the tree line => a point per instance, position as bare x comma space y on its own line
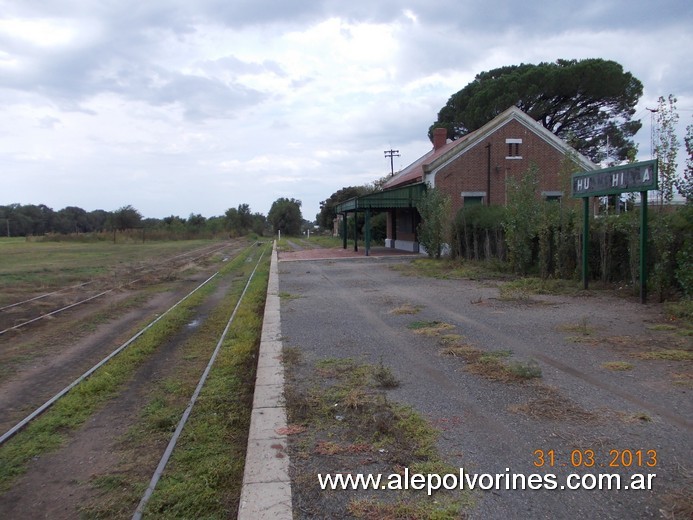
17, 220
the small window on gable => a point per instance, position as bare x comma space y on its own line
471, 198
514, 148
552, 196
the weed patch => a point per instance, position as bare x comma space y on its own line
553, 406
405, 309
618, 366
429, 328
492, 365
666, 355
348, 425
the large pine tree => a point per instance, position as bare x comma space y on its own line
587, 103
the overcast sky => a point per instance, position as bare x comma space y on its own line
180, 106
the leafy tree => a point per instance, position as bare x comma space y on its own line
433, 231
126, 217
667, 145
285, 216
522, 219
196, 223
584, 102
685, 184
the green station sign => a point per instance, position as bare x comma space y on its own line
640, 177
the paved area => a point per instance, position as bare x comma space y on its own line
344, 308
341, 253
266, 493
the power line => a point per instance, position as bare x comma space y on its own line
391, 154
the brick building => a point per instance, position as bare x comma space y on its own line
473, 169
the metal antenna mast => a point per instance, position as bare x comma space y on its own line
653, 111
391, 154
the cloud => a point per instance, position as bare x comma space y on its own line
193, 107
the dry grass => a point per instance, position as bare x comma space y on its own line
666, 355
553, 406
491, 365
618, 366
429, 328
405, 309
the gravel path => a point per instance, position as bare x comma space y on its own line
344, 309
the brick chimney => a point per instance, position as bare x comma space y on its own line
440, 137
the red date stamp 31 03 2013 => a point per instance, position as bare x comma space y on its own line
587, 458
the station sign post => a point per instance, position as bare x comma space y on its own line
641, 177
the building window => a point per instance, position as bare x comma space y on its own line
513, 148
472, 198
552, 196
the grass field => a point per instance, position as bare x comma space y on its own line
46, 265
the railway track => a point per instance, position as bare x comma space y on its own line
17, 431
11, 320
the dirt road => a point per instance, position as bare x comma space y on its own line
613, 384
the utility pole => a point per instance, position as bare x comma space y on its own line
653, 132
391, 154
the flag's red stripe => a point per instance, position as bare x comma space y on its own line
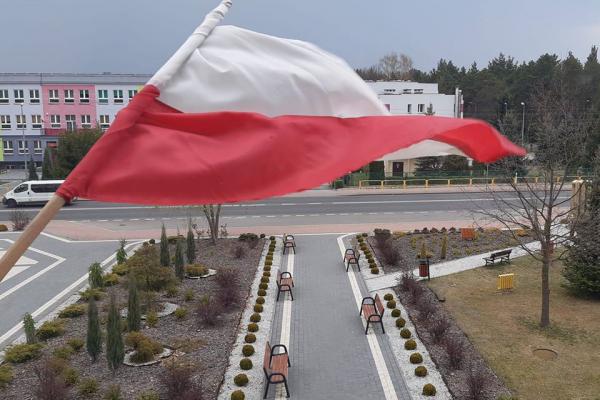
155, 155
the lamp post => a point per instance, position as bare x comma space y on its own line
23, 139
523, 125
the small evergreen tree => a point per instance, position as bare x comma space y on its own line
29, 327
115, 351
32, 171
190, 244
165, 257
179, 261
121, 253
134, 310
95, 278
94, 336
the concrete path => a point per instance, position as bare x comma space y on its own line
331, 356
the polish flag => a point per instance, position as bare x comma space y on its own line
237, 115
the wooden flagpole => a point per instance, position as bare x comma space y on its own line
41, 220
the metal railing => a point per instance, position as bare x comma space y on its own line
453, 181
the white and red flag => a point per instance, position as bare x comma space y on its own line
237, 115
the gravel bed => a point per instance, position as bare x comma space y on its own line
456, 380
414, 383
207, 348
256, 377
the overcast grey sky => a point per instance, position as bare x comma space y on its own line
139, 35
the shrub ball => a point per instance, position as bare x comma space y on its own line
247, 350
405, 333
429, 390
410, 345
246, 364
240, 380
255, 317
416, 358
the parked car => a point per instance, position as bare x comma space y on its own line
31, 192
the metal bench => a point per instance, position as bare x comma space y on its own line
351, 256
501, 256
372, 311
289, 243
276, 367
285, 283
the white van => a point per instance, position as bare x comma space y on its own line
31, 192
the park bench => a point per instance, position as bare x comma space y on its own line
289, 242
276, 367
285, 283
500, 256
372, 311
351, 256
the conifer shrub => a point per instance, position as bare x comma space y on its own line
246, 364
429, 390
247, 350
50, 329
410, 344
20, 353
72, 311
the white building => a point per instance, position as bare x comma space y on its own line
413, 98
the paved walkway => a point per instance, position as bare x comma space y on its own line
331, 356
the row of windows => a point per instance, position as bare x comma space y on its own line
23, 147
68, 96
71, 121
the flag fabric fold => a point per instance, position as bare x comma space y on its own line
250, 116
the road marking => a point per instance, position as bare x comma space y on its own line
52, 301
384, 375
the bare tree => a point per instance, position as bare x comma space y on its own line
544, 202
212, 214
395, 66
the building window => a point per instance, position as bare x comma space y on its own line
5, 122
103, 96
19, 96
23, 148
53, 95
34, 96
55, 121
36, 122
37, 147
9, 150
21, 123
69, 96
71, 124
104, 121
84, 96
118, 96
86, 121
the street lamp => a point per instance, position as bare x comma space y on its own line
23, 139
523, 125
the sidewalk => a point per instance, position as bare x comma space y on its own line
331, 356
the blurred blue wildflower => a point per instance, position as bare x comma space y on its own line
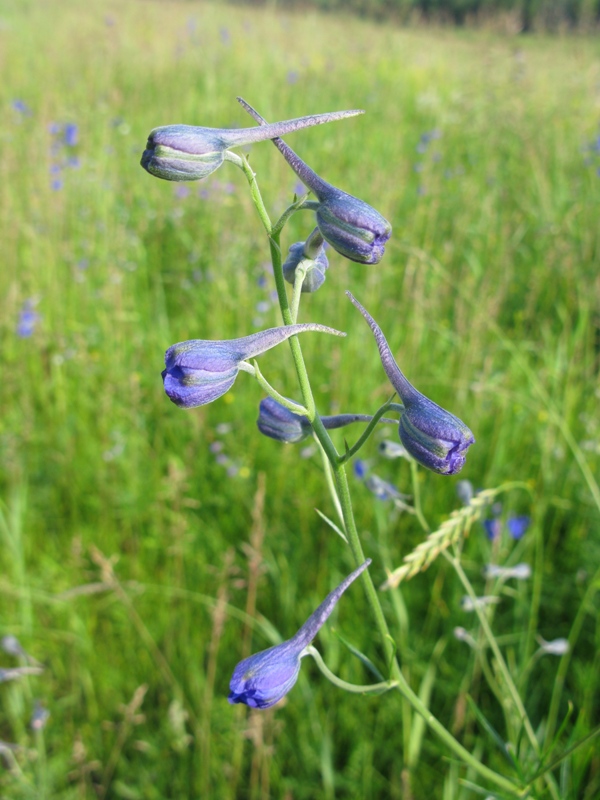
199, 371
493, 528
28, 319
351, 226
39, 717
21, 107
264, 678
517, 526
189, 153
520, 571
432, 436
71, 134
360, 468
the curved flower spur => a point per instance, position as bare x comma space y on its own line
351, 226
199, 371
190, 153
432, 436
264, 678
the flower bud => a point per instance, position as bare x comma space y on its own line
190, 153
199, 371
311, 255
432, 436
278, 422
264, 678
351, 226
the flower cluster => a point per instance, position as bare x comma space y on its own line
199, 371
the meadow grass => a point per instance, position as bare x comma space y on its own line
136, 565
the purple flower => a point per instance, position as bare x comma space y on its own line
278, 422
189, 153
199, 371
311, 254
264, 678
435, 438
351, 226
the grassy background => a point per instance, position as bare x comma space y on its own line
137, 567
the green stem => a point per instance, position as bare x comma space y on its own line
365, 435
370, 689
297, 206
299, 276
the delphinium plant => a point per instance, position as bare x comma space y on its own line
199, 371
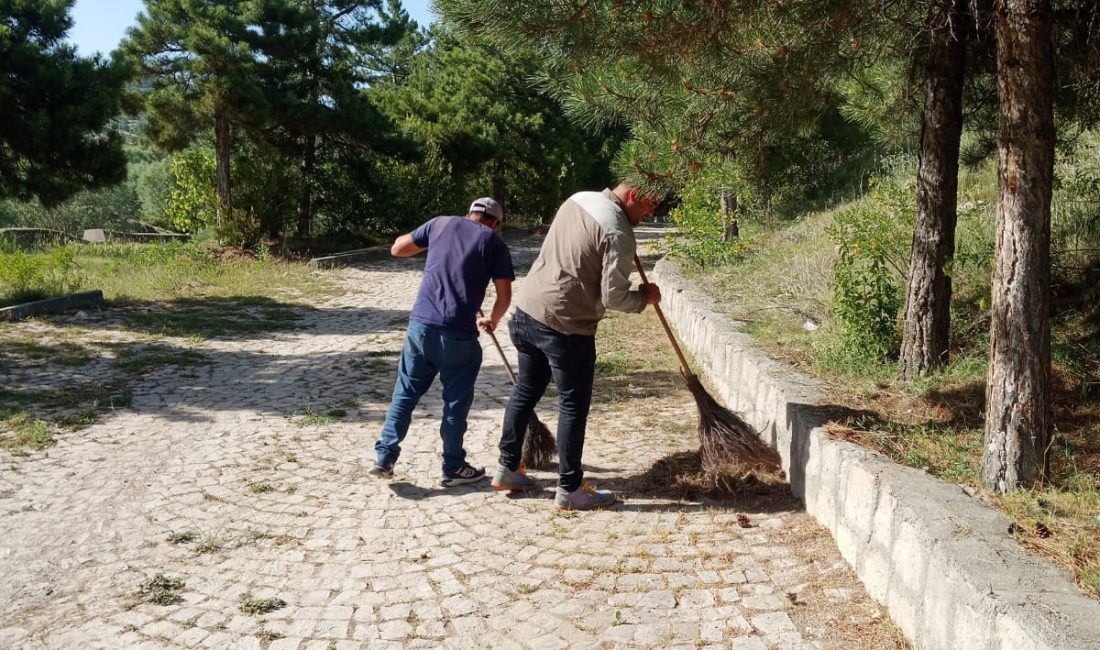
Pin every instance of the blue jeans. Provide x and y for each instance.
(455, 357)
(571, 361)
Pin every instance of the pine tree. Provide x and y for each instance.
(501, 134)
(197, 67)
(1018, 390)
(55, 107)
(316, 57)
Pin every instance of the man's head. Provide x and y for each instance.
(487, 211)
(637, 205)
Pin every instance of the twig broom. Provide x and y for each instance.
(539, 444)
(726, 441)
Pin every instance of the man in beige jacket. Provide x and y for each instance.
(582, 271)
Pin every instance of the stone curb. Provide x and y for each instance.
(942, 562)
(52, 305)
(372, 254)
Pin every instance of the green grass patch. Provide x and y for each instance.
(315, 419)
(139, 359)
(29, 351)
(162, 590)
(26, 433)
(626, 370)
(184, 537)
(250, 604)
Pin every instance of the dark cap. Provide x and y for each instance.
(487, 206)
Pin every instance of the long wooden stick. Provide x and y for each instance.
(501, 350)
(683, 362)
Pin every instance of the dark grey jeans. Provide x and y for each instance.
(571, 361)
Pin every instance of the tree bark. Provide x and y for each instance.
(926, 329)
(221, 139)
(1018, 390)
(306, 200)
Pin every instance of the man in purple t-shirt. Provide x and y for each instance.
(463, 255)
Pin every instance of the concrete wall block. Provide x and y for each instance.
(939, 602)
(882, 524)
(876, 572)
(1013, 636)
(904, 607)
(972, 628)
(910, 554)
(862, 497)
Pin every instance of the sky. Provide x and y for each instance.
(98, 25)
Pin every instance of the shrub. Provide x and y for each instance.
(33, 276)
(872, 243)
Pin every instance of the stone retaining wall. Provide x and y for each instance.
(57, 305)
(942, 562)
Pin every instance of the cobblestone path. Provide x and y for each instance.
(245, 481)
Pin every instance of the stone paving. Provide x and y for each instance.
(245, 480)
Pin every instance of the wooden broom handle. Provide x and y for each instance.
(501, 350)
(683, 362)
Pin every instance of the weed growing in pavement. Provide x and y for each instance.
(184, 537)
(162, 590)
(250, 604)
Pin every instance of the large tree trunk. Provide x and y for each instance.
(306, 200)
(221, 136)
(928, 299)
(1018, 392)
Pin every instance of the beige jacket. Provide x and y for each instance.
(584, 266)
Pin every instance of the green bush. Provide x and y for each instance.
(33, 276)
(872, 244)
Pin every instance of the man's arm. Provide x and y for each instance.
(499, 306)
(616, 293)
(404, 246)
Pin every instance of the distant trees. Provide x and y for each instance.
(752, 83)
(55, 107)
(198, 72)
(481, 111)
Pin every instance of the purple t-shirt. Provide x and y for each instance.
(463, 256)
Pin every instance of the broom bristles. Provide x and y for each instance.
(539, 444)
(728, 443)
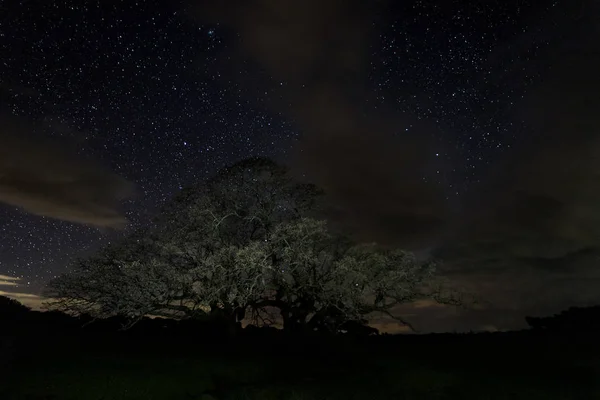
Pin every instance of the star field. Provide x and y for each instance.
(161, 100)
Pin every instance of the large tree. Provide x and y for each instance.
(245, 241)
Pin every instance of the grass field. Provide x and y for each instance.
(427, 368)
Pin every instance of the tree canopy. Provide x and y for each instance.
(245, 245)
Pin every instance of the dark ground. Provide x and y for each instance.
(54, 358)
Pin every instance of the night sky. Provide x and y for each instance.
(164, 94)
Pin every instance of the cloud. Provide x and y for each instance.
(44, 178)
(532, 227)
(317, 51)
(32, 301)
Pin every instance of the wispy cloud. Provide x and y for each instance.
(6, 280)
(30, 300)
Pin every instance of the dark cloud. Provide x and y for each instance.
————
> What you need to do:
Return the entries exactly as they appear, from the line containing "Pin every instance of the wooden" through the end of the entries, leaving out the pictures.

> Full output:
Pin every instance of the wooden broom handle. Provide x and y for each instance.
(501, 350)
(683, 362)
Pin every instance of the weed growing in pavement. Provide x and y for each instance.
(184, 537)
(162, 590)
(250, 604)
Pin every instance of the large tree trunk. Provide x and y for each instance.
(306, 200)
(221, 136)
(928, 299)
(1018, 392)
Pin every instance of the beige jacket. Provide x and y for each instance.
(584, 266)
Pin every instance of the green bush. Provide x and y for each instance.
(33, 276)
(872, 244)
Pin every instance of the man's arm. Provide x and y for each instance.
(499, 306)
(616, 293)
(404, 246)
Pin every instance of the distant trees. Provide x and y for each instance.
(752, 83)
(55, 107)
(198, 72)
(481, 111)
Pin every instance of the purple t-shirt. Provide x and y for each instance.
(463, 256)
Pin every instance of the broom bristles. Provide x and y for each instance.
(539, 444)
(728, 443)
Pin every instance of the star field. Provide x and y for each instance.
(161, 100)
Pin every instance of the large tree. Provide x and y for each instance.
(245, 241)
Pin every instance of the grass field. Provide x and y for each instance.
(427, 368)
Pin every instance of the tree canopy. Provide x and y for each instance.
(245, 245)
Pin every instance of the dark ground. Provide x and y for each instance.
(54, 358)
Pin every instance of the night sky. Provide x and y for each instance.
(164, 94)
Pin every instance of the cloud. Provide x and y for each instance.
(44, 178)
(532, 227)
(317, 51)
(32, 301)
Pin every instance of the wispy cloud. Provide x and y for each instance.
(6, 280)
(30, 300)
Pin every instance of the dark cloud. Provide x and y for each instance.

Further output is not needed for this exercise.